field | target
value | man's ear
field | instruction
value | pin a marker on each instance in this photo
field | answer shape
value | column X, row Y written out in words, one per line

════════════════════

• **What you have to do**
Without omitting anything, retype all of the material above exactly.

• **Answer to this task**
field | target
value | man's ear
field | instruction
value | pin a marker on each instance in this photo
field | answer shape
value | column X, row Y written out in words, one per line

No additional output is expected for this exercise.